* PROBLEM STATEMENT:
Copy out the line that contains "Query: yellow leaf" and the lines after it through the final one in the entries below, exactly, with no other lines.

________________________

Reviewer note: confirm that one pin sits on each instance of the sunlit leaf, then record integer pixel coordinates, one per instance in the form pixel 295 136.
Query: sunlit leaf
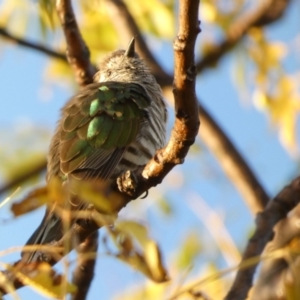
pixel 48 283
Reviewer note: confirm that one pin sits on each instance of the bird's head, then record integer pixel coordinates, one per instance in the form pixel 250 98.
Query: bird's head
pixel 123 66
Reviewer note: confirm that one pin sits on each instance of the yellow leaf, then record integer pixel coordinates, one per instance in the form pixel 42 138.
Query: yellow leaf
pixel 44 280
pixel 148 259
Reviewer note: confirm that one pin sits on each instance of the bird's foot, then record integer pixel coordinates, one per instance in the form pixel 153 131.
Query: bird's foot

________________________

* EXERCISE ANSWER:
Query: yellow leaf
pixel 44 280
pixel 148 259
Reviewer note: confirm that one pin sits on each instance of the bird's foot, then record integer pixel coordinates, one per instance in the form pixel 153 131.
Query: bird's foot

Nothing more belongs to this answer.